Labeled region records
────────────────
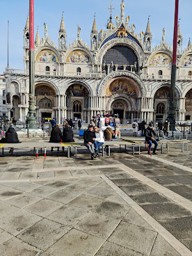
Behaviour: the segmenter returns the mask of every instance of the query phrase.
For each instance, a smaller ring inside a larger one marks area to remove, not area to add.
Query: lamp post
[[[171,84],[170,84],[170,106],[169,106],[169,111],[168,111],[168,120],[170,124],[170,130],[173,131],[173,131],[175,127],[176,105],[175,105],[175,91],[176,65],[177,65],[178,13],[179,13],[179,0],[175,0],[173,50],[173,61],[172,61],[172,71],[171,71]]]
[[[34,0],[29,0],[29,106],[26,115],[29,129],[37,128],[35,103]]]

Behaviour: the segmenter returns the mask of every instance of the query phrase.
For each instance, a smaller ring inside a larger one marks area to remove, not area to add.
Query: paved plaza
[[[192,147],[0,157],[1,256],[192,255]]]

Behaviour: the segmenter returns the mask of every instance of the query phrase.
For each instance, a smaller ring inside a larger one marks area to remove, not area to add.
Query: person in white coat
[[[132,128],[133,128],[134,136],[136,137],[138,125],[136,120],[134,120],[134,122],[133,122]]]
[[[101,129],[99,129],[97,126],[94,127],[94,131],[95,132],[96,138],[93,138],[93,141],[95,141],[95,148],[96,156],[95,157],[99,157],[99,147],[104,145],[104,134]]]

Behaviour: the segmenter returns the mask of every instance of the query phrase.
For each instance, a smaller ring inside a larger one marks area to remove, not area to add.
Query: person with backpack
[[[137,136],[138,125],[138,123],[136,122],[136,120],[134,120],[133,124],[132,124],[132,128],[133,128],[134,136],[136,137]]]

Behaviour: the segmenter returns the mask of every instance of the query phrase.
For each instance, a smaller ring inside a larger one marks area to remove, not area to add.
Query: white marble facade
[[[111,19],[106,29],[99,33],[95,17],[90,47],[81,38],[79,26],[77,39],[66,45],[63,16],[58,47],[47,35],[47,24],[41,40],[37,31],[35,84],[38,120],[55,117],[61,123],[63,118],[76,117],[88,122],[93,115],[108,113],[118,113],[126,122],[136,118],[165,120],[173,54],[165,41],[165,29],[159,45],[152,49],[150,21],[145,33],[136,33],[134,26],[129,26],[128,16],[125,18],[122,5],[120,17],[116,16],[115,25]],[[189,40],[182,50],[179,29],[176,119],[185,121],[192,120],[192,45]],[[8,118],[14,115],[20,121],[25,120],[29,106],[29,17],[24,39],[24,70],[6,70]],[[121,51],[125,55],[115,56]]]

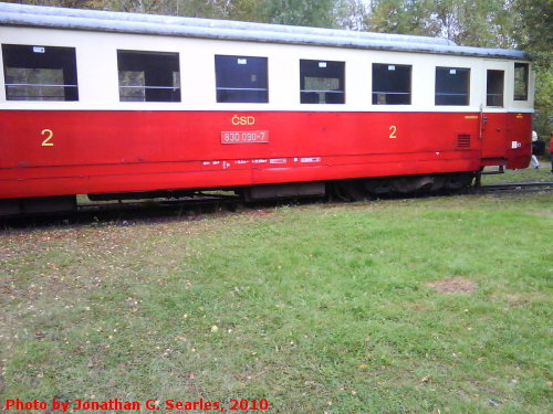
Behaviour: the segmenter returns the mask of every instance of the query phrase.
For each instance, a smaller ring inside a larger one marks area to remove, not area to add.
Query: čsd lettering
[[[232,125],[254,125],[255,124],[255,117],[253,116],[238,116],[234,115],[231,118]]]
────────────────
Output as a numbered list the lines starting at the beginning of the records and ending at the line that contains "[[[192,147],[0,157],[1,256],[192,255]]]", both included, with blank lines omitted. Leave the pictures out of the answer.

1. Behaviour: the segmenter returns the mask of every instance of the query phrase.
2. For each instance, a smaller ring inside a larger one marks area to remove, not area to add.
3. Query: lamp post
4. [[[171,84],[170,84],[170,106],[169,106],[169,111],[168,111],[168,120],[170,124],[170,130],[173,131],[173,131],[175,127],[176,105],[175,105],[175,91],[176,65],[177,65],[178,13],[179,13],[179,0],[175,0],[173,50],[173,61],[172,61],[172,71],[171,71]]]
5. [[[34,0],[29,0],[29,106],[26,115],[29,129],[37,128],[35,103]]]
6. Behaviour: the segmenter returns the mask of every instance of the query phrase.
7. For each instance, a smaller ring inside a larger one marks area to remove, not area to add.
8. Query: paved plaza
9. [[[192,147],[0,157],[1,256],[192,255]]]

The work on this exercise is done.